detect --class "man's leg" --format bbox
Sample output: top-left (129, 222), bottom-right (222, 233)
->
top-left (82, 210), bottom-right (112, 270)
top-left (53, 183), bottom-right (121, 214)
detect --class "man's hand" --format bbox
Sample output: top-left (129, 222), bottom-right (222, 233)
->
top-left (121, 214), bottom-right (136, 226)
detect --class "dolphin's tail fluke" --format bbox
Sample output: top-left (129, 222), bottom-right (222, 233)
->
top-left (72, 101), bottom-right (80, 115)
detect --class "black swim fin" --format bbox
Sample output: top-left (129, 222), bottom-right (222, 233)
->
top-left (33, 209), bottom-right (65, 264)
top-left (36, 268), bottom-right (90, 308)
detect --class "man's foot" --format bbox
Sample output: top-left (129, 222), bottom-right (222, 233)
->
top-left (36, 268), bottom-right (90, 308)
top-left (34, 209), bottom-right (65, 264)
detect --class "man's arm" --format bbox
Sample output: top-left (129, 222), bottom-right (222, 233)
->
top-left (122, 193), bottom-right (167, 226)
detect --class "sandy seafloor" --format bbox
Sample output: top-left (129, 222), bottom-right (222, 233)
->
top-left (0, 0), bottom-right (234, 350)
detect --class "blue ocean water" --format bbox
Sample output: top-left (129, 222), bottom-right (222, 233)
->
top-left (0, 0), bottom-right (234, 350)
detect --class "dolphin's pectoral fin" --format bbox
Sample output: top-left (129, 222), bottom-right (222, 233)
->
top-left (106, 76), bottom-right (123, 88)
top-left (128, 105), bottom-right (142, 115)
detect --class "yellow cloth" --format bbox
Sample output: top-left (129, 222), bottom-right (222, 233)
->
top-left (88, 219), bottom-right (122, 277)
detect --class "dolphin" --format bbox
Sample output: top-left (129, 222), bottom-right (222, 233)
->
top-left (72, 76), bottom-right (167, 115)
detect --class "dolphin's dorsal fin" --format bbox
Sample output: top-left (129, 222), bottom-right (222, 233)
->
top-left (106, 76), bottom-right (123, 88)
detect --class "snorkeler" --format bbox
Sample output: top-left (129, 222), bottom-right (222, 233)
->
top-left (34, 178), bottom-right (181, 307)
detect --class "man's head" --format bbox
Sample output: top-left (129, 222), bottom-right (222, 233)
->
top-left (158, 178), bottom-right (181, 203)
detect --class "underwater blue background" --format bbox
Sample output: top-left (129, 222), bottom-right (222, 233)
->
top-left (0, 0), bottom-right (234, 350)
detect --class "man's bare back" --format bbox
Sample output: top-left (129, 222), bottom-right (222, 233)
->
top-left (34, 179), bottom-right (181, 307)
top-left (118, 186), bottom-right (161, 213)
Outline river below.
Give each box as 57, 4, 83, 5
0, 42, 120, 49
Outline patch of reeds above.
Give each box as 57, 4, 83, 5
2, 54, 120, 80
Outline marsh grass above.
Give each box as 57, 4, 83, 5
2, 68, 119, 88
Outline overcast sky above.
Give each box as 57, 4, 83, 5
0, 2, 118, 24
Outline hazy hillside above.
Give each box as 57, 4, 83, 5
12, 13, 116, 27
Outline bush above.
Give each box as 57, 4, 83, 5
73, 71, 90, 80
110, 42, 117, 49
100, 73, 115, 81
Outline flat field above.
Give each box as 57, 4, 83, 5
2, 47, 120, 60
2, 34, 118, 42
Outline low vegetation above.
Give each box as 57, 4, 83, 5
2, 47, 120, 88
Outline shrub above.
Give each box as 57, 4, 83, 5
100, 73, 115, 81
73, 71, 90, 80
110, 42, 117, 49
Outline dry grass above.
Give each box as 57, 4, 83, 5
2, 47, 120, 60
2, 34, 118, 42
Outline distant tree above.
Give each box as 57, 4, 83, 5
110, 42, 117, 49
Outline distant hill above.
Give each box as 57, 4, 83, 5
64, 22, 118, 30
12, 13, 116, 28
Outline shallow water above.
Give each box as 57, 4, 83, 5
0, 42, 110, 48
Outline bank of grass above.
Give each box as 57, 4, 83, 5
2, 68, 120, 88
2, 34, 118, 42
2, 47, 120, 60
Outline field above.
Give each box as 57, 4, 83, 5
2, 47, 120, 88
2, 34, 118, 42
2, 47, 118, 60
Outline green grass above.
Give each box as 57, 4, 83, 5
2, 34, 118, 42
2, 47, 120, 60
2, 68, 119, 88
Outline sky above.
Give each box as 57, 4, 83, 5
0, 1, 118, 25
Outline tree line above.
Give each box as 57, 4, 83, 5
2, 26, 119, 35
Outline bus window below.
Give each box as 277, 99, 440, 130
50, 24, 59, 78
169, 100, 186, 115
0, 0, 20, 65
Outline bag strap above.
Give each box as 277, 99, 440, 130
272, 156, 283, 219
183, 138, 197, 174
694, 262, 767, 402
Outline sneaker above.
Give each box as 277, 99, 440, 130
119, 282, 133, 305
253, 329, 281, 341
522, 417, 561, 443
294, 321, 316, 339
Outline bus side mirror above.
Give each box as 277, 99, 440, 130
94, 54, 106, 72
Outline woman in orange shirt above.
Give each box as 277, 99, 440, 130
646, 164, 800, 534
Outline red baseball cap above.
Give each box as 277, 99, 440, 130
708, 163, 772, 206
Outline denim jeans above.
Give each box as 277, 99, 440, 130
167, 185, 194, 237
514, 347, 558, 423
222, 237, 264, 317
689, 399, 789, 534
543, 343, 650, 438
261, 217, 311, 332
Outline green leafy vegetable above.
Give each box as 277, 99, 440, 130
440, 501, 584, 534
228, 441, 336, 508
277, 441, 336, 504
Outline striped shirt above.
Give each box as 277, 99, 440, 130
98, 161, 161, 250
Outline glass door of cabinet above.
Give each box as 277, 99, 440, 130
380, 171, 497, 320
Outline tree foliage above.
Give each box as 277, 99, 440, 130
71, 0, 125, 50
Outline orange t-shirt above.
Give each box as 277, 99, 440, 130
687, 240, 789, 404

» **Given instruction**
Repeat exactly the lines from the one containing "Outline dry grass above." through the last line of the records above, both included, and nothing else.

» **Solution to the problem**
Outline dry grass above.
Give each box as 57, 4, 83, 5
2, 47, 120, 60
2, 34, 118, 42
Outline distant tree above.
Give each box as 57, 4, 83, 5
110, 42, 117, 49
Outline distant hill above.
Give each box as 57, 4, 83, 5
64, 22, 118, 30
12, 13, 116, 28
Outline shallow water above.
Give each box as 57, 4, 83, 5
0, 42, 110, 48
Outline bank of grass above.
Give each box as 57, 4, 83, 5
2, 68, 120, 88
2, 34, 118, 42
2, 47, 120, 60
Outline field above.
Give each box as 57, 4, 83, 5
2, 47, 120, 88
2, 34, 118, 42
2, 47, 118, 60
Outline green grass above.
Give each box as 57, 4, 83, 5
2, 34, 118, 42
2, 47, 120, 60
2, 68, 119, 88
Outline sky above.
Give each box as 57, 4, 83, 5
0, 1, 118, 25
Outline tree line above.
Give each box as 57, 4, 83, 5
2, 26, 119, 35
Outline bus window below.
Give each box as 277, 99, 440, 130
50, 24, 59, 78
169, 100, 186, 115
0, 0, 20, 65
Outline bag strap above.
Give each box as 277, 99, 440, 130
272, 156, 283, 219
183, 138, 197, 174
694, 262, 767, 402
Outline sneaker above.
Give each box as 277, 99, 440, 130
119, 282, 133, 305
253, 329, 281, 341
522, 417, 561, 443
294, 321, 316, 339
Outline bus side mirror above.
Give each box as 277, 99, 440, 130
94, 54, 106, 72
Outline woman in orange shirt above.
Give each box as 277, 99, 440, 130
646, 164, 800, 534
Outline red baseball cap above.
Give each box as 277, 99, 440, 130
708, 163, 772, 206
Outline denim jeans above.
Give each box as 277, 99, 440, 130
167, 185, 194, 237
514, 347, 558, 423
222, 237, 264, 317
689, 399, 789, 534
543, 343, 650, 438
261, 217, 311, 332
Outline green leafy vegetable above.
Give each box as 277, 99, 440, 130
440, 501, 584, 534
228, 441, 336, 508
277, 441, 336, 504
Outline striped shirt above.
Give each box as 277, 99, 440, 130
98, 161, 161, 250
Outline glass door of cabinet above.
Give each box as 277, 99, 440, 130
380, 171, 497, 320
Outline tree foliage above.
Give each box as 277, 99, 440, 130
71, 0, 125, 50
Outline orange t-shirt above.
Give each box as 277, 99, 440, 130
687, 240, 789, 404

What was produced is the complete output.